Could you rewrite the data with "rough mask" swapped for "coarse mask" everywhere it appears, keeping everything else the same?

Saved entries:
■ ■ ■ ■ ■ ■ ■

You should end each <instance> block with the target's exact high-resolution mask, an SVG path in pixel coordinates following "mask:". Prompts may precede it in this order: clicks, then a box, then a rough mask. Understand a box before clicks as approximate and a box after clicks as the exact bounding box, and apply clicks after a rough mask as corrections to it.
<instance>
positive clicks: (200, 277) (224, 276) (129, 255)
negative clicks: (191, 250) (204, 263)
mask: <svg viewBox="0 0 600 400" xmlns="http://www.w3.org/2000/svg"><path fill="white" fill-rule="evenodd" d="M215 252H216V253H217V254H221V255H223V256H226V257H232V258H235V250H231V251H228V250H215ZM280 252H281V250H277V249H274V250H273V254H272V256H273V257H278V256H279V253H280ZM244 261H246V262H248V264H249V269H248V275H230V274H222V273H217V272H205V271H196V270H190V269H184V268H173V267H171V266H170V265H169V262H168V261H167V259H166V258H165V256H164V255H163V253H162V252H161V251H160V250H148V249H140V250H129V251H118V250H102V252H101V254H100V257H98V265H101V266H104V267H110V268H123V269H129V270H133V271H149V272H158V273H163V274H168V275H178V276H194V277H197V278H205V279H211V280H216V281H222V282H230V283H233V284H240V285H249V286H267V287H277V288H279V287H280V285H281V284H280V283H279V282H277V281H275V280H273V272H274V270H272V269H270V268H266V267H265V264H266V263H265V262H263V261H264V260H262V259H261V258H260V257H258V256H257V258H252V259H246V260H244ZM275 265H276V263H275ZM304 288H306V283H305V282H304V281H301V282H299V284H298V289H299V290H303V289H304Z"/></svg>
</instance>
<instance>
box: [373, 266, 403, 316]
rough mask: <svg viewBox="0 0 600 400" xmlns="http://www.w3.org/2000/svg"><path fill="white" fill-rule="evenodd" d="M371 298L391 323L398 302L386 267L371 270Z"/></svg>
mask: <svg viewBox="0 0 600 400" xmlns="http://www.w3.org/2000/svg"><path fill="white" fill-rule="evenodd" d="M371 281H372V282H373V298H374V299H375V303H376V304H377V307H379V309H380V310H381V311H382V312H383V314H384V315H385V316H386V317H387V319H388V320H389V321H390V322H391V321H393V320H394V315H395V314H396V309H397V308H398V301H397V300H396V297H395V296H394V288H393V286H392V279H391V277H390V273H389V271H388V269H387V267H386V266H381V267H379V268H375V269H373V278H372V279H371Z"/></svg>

■ ■ ■ ■ ■ ■ ■

### RESULT BELOW:
You should end each <instance> block with the target's exact high-resolution mask, an SVG path in pixel coordinates following "mask:". Prompts may precede it in this order: clicks, then a box, then a coarse mask. Understand a box before clicks as approximate and a box after clicks as the exact bounding box, and apply clicks after a coarse mask as corrections to it.
<instance>
positive clicks: (200, 277) (224, 276) (129, 255)
negative clicks: (191, 250) (204, 263)
mask: <svg viewBox="0 0 600 400" xmlns="http://www.w3.org/2000/svg"><path fill="white" fill-rule="evenodd" d="M215 252H216V253H217V254H221V255H223V256H226V257H232V258H235V250H231V251H228V250H215ZM280 252H281V250H277V249H274V250H273V254H272V256H273V257H278V256H279V253H280ZM244 261H246V262H248V264H249V269H248V275H230V274H222V273H217V272H205V271H196V270H190V269H184V268H173V267H171V266H170V265H169V262H168V261H167V259H166V258H165V256H164V255H163V253H162V252H161V251H160V250H148V249H140V250H129V251H118V250H102V252H101V254H100V257H98V265H101V266H104V267H110V268H123V269H129V270H133V271H149V272H158V273H163V274H168V275H178V276H194V277H197V278H205V279H211V280H216V281H222V282H230V283H233V284H240V285H249V286H267V287H277V288H279V287H280V285H281V284H280V283H279V282H277V281H275V280H273V272H274V270H272V269H270V268H266V267H265V264H266V263H265V262H263V261H264V260H262V259H261V258H260V257H258V256H257V258H252V259H246V260H244ZM275 265H276V263H275ZM304 288H306V283H305V282H304V281H301V282H299V284H298V289H299V290H303V289H304Z"/></svg>
</instance>
<instance>
box: [373, 266, 403, 316]
coarse mask: <svg viewBox="0 0 600 400" xmlns="http://www.w3.org/2000/svg"><path fill="white" fill-rule="evenodd" d="M371 298L391 323L398 302L386 267L371 270Z"/></svg>
mask: <svg viewBox="0 0 600 400" xmlns="http://www.w3.org/2000/svg"><path fill="white" fill-rule="evenodd" d="M371 281H372V282H373V298H374V299H375V303H376V304H377V307H379V309H380V310H381V311H382V312H383V314H384V315H385V316H386V317H387V319H388V320H389V321H390V322H391V321H393V320H394V315H395V314H396V309H397V308H398V301H397V300H396V297H395V296H394V288H393V286H392V279H391V277H390V273H389V271H388V269H387V267H386V266H381V267H379V268H375V269H373V278H372V279H371Z"/></svg>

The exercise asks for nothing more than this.